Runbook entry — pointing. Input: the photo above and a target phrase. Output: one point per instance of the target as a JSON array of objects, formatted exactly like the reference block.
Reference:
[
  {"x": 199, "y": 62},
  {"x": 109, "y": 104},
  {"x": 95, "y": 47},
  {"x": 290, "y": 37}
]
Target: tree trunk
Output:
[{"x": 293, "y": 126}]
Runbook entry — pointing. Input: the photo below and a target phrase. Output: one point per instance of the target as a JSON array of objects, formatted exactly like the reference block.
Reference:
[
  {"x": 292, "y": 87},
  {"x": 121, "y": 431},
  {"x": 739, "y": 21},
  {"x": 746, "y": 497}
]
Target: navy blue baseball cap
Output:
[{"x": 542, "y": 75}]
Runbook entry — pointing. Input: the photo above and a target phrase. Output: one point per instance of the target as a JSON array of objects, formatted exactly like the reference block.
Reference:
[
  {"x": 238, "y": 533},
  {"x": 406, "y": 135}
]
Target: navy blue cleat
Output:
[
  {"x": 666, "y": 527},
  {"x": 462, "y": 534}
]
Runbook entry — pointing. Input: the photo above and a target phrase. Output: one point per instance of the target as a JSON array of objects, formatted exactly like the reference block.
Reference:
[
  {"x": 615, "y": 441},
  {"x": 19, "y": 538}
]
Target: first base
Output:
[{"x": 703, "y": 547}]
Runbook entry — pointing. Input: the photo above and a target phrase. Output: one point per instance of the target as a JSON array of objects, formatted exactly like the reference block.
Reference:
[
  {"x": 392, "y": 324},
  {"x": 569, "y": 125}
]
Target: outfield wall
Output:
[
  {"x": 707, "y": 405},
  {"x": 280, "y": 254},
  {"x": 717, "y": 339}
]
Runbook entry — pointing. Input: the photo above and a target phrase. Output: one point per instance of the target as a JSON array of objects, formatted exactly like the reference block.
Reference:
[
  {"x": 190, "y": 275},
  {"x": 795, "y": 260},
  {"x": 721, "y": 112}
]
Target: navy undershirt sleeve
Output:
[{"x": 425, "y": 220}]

§

*REQUIREMENT*
Give every line of the material again, exactly as it reads.

*WORKED SOLUTION*
Runbook entry — pointing. Input: the photo above and a target phrase. Output: one point per instance of the target as a JSON array of objects, formatted exactly like the reference block.
Reference:
[
  {"x": 199, "y": 62},
  {"x": 109, "y": 104},
  {"x": 95, "y": 47},
  {"x": 290, "y": 37}
]
Target: tree trunk
Output:
[{"x": 293, "y": 126}]
Runbook entry — pointing. Input: the photo below and a target phrase. Output: one point per instance of the target as a JSON array of objects, formatted exactly like the reference block.
Reference:
[
  {"x": 292, "y": 87},
  {"x": 121, "y": 431},
  {"x": 739, "y": 21},
  {"x": 746, "y": 497}
]
Target: navy blue baseball cap
Output:
[{"x": 542, "y": 75}]
Runbook entry — pointing. Input: the photo above and a target phrase. Output: one point per instance of the target as a JSON array of objects, formatted exactly like the reference block.
Reference:
[
  {"x": 238, "y": 533},
  {"x": 406, "y": 135}
]
Target: navy blue cleat
Output:
[
  {"x": 666, "y": 527},
  {"x": 462, "y": 534}
]
Runbook entry — pointing. Input: the photo above and a target phrase. Output: one point per instance of the target as a JSON array of objects, formatted exactly like the reference block.
Reference:
[
  {"x": 615, "y": 441},
  {"x": 19, "y": 538}
]
Target: first base
Output:
[{"x": 703, "y": 547}]
Runbook entry — pointing. Input: the photo above and a target phrase. Output: one point per instance of the target as a JSON array of objects, formatted exactly like the reference block.
Reference:
[
  {"x": 392, "y": 324},
  {"x": 569, "y": 125}
]
Target: outfield wall
Output:
[
  {"x": 707, "y": 405},
  {"x": 280, "y": 254},
  {"x": 717, "y": 339}
]
Runbook entry — pointing. Input: the photo above and a target phrase. Output: one point per instance of the target as a JSON array of objects, formatted exactly like the reference block.
Reference:
[
  {"x": 190, "y": 275},
  {"x": 795, "y": 260},
  {"x": 721, "y": 112}
]
Target: navy undershirt sleeve
Output:
[{"x": 425, "y": 220}]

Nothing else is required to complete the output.